#### DOCUMENT PASSAGE:
We are running a PA-500.  Given it's abilities I am wondering if a DMZ is absolutely necessary.  Note:  I realize this is a wide open question, what servers are we using, what operating system, etc.  I am curious in more of a "general" sense.

There are obvious situations where a DMZ is a no brainer, hosting a site with SQL, money transactions, etc.

In our case we are an SMB and I am interested in publishing a couple of different servers to the outside world.  Neither of them are based on IIS but are accessed via HTTP/HTTPS.  Given the abilities of the PA and the fact they are not AD bound it seems I could probably publish them without using a DMZ at the application level.

Same question with Exchange OWA/Activsync.  Given the PA has the protocol definitions and is not just using ports, it seems like overkill to put the OWA/Activesync in a DMZ?

Any thoughts?

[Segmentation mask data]
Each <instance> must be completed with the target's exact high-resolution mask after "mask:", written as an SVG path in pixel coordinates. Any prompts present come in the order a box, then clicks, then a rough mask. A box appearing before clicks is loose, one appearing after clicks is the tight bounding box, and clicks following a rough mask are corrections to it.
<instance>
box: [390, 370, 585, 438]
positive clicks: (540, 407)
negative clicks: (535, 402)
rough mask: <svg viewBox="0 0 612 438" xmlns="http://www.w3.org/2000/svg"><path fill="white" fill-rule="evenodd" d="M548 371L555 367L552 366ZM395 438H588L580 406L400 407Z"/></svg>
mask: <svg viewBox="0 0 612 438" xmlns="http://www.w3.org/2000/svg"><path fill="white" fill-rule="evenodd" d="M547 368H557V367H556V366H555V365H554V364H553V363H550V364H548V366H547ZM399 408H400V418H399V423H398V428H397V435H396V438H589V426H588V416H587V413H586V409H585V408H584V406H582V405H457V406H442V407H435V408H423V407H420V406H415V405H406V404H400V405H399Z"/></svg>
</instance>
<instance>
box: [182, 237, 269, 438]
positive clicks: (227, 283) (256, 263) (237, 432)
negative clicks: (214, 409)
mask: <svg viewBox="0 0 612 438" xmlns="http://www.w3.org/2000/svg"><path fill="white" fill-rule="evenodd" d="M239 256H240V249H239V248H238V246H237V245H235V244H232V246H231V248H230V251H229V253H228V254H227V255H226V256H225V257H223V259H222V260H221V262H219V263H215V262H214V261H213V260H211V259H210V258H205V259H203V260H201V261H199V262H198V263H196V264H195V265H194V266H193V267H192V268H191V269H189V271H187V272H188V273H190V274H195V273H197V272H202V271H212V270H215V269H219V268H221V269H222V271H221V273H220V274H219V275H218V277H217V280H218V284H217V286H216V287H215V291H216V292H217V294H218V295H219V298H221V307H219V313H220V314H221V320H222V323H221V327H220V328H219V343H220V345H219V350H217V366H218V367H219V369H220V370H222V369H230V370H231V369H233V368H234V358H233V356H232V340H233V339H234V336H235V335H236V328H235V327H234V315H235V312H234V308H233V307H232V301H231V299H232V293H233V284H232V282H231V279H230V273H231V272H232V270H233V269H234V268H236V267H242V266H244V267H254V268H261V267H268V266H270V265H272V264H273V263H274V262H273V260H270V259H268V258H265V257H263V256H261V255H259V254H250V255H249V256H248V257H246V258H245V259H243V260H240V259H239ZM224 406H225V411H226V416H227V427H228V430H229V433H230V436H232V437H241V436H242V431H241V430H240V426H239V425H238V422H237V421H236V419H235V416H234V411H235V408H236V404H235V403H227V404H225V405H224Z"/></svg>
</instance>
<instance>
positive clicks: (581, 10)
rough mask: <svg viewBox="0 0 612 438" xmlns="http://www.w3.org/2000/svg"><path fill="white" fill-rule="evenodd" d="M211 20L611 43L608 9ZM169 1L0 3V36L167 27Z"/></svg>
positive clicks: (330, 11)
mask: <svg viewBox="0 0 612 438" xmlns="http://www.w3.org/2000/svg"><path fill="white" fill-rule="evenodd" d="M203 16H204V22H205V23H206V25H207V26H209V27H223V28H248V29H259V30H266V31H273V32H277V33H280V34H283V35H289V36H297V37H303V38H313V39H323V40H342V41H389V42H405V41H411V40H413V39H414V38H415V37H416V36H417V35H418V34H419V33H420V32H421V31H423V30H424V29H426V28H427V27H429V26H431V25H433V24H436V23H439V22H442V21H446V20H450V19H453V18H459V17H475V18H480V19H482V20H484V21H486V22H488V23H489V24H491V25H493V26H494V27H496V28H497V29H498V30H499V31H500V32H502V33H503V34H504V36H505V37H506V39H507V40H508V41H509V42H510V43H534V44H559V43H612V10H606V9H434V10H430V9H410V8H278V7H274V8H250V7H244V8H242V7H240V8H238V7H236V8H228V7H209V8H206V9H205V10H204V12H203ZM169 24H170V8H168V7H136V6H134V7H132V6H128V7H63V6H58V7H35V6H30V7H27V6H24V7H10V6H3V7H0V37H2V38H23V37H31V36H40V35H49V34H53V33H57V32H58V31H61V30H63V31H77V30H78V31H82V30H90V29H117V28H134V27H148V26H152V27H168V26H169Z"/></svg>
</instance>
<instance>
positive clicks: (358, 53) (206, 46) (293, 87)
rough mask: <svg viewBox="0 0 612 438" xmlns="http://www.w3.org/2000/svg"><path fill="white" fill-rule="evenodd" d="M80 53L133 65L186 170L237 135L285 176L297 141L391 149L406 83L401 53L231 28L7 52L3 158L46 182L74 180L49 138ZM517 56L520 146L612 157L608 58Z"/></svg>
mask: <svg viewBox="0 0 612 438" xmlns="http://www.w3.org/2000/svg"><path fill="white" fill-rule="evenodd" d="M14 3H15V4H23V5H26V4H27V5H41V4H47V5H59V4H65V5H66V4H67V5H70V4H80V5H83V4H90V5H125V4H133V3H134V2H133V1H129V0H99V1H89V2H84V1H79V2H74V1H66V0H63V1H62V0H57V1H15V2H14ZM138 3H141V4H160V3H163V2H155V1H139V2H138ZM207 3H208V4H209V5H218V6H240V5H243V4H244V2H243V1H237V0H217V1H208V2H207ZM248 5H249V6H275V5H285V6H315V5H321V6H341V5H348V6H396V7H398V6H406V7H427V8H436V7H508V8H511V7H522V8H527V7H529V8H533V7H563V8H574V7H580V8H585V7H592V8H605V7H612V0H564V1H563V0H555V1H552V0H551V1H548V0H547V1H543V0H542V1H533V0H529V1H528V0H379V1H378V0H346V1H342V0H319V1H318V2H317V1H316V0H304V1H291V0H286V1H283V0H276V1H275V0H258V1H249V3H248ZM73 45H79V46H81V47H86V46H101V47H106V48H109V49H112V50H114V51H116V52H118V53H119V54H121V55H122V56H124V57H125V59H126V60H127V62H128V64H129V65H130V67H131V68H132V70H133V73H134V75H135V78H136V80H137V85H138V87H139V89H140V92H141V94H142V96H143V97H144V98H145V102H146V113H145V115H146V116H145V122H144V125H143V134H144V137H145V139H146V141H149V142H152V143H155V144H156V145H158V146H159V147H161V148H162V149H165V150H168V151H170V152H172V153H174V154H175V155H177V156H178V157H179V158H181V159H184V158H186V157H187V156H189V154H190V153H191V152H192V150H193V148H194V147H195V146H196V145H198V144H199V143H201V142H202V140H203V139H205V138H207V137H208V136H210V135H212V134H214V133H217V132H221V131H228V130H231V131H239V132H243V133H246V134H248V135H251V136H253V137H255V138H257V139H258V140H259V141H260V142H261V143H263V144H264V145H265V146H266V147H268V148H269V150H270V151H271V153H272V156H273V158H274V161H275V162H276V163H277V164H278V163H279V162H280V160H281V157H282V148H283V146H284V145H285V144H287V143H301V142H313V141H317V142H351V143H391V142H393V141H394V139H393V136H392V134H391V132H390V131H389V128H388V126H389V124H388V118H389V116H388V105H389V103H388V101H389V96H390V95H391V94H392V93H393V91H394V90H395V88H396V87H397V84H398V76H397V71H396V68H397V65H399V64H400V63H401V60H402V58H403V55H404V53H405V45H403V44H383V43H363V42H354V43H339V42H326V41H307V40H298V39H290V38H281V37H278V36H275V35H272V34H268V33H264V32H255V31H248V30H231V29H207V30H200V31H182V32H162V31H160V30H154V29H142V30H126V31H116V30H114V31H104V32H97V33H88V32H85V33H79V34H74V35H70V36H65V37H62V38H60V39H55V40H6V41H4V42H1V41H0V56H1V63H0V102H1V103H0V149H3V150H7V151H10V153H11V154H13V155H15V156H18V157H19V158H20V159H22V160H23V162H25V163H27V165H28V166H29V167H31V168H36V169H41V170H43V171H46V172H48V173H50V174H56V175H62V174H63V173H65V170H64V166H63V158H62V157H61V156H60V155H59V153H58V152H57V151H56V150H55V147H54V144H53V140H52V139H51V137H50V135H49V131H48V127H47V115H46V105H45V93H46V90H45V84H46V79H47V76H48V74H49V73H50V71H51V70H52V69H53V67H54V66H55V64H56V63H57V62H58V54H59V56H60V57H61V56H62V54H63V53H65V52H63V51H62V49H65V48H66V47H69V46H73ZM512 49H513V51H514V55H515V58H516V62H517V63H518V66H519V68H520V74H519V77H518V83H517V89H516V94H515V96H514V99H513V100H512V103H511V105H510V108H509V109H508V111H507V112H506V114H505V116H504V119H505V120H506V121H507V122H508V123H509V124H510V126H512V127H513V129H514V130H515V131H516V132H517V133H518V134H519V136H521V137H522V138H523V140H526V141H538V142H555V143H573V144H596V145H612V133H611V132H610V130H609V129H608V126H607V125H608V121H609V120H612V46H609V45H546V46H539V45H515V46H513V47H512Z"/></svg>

#### WORK TO COMPLETE:
**A)** Reproduce word for word the portion of the firewall post running from "In our case" down to "OWA/Activesync in a DMZ?".
**B)** In the firewall post, through which protocols are the servers to be published accessed?
These records have no connection to the forum post on firewalls and DMZs.

#### ANSWER SET:
**A)**
In our case we are an SMB and I am interested in publishing a couple of different servers to the outside world.  Neither of them are based on IIS but are accessed via HTTP/HTTPS.  Given the abilities of the PA and the fact they are not AD bound it seems I could probably publish them without using a DMZ at the application level.

Same question with Exchange OWA/Activsync.  Given the PA has the protocol definitions and is not just using ports, it seems like overkill to put the OWA/Activesync in a DMZ?

**B)** HTTP/HTTPS